Text extract -
Final Performance + Showcase + Careers
This is what you've been building toward.
Three sessions to pull everything together: translation, live Foley, your Makey Makey board, AI sounds, AI vocabulary, voice acting. Soft rehearsal first, then a full rehearsal, then the showcase.
This is the first time you use everything together. The goal isn't to be perfect — the goal is to FIND THE PROBLEMS so you can fix them before the real rehearsal.
- Makey Makey board plugged in, Scratch open with your sounds loaded
- AI sounds from Music FX ready to play on another device
- Live Foley props within arm's reach
- Voice readers know which lines they're delivering
Don't restart. Don't fix mid-take. Run it all the way through. Then talk about what went wrong.
Common issues:
- Sounds triggered at the wrong moment
- Voice reader missed a cue
- Two sounds collided and you couldn't hear either
- Someone needed to be in two places at once
- A Makey Makey trigger didn't fire
Write each problem down. Plan a fix for each.
Each group writes a one-page plan:
- Who's reading which character?
- Who's on the Makey Makey board?
- Who's running live Foley?
- Who's controlling AI sound playback?
- What's your cue for each big moment?
You've found problems and have a plan. Now you polish.
Before you rehearse, watch the recording from Day 1. Laugh. Notice everything you didn't know. Notice how far you've come. THAT'S the gap you're about to close.
- Run 1: Full performance, no stops. Just get through it.
- Notes: What needs work? Be specific.
- Run 2: Apply your fixes. Full performance again.
- Notes: What still needs work?
- Run 3: Polished performance. This is the practice for tomorrow.
Today's the day. Each group performs their polished version to the room. Optional: record your performance.
When it's your group's turn — set up, signal you're ready, and go. The room watches in silence. You bring the scene to life.
When you're not performing, you're the audience. Listen for choices each group made. Notice what's different from yours. Applaud HARD when each group finishes — they earned it.
Now — for the first time — the original Japanese audio plays.
Listen for:
- What did the original do differently from your version?
- What did YOUR version do better?
- What sounds did the original have that you didn't think of?
- What sounds did YOU have that the original didn't bother with?
There's no "right" version. There's the version the original team made, and the version YOU made. Both are real.
Before you leave, share one word that describes these 10 days. Just one.
¡Buen trabajo! You translated. You built two physical instruments. You trained an AI. You designed sound. You performed live in front of your peers. You did 10 days of work that real production studios pay people to do. You belong here.

To do -
A – In the final performance plan, return everything from "- Who's on the" down to "still needs work?".
B – According to the final performance plan, why does the first run-through of the soft rehearsal go all the way through without restarts or mid-take fixes? Answer in one to three sentences.
C – Answer these questions using the final performance plan:
(i) How many sessions does it set out to pull everything together?
(ii) On what should the AI sounds from Music FX be ready to play?
(iii) What does it call Run 3 of the full rehearsal practice for?

Information shown -
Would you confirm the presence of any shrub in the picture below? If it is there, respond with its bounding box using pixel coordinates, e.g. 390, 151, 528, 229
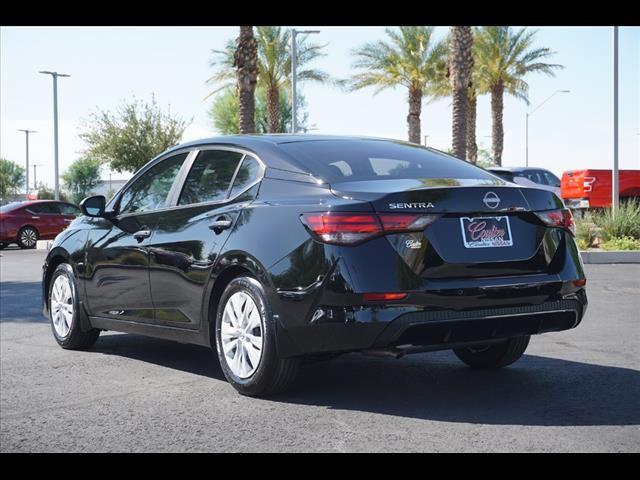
593, 199, 640, 241
601, 237, 640, 250
576, 212, 599, 250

Solutions in order -
A –
- Who's on the Makey Makey board?
- Who's running live Foley?
- Who's controlling AI sound playback?
- What's your cue for each big moment?
You've found problems and have a plan. Now you polish.
Before you rehearse, watch the recording from Day 1. Laugh. Notice everything you didn't know. Notice how far you've come. THAT'S the gap you're about to close.
- Run 1: Full performance, no stops. Just get through it.
- Notes: What needs work? Be specific.
- Run 2: Apply your fixes. Full performance again.
- Notes: What still needs work?

B – The soft rehearsal aims to find the problems, not to be perfect. Running it through without stopping brings those problems out so they can be fixed before the real rehearsal.

C –
(i) Three sessions.
(ii) On another device.
(iii) Tomorrow.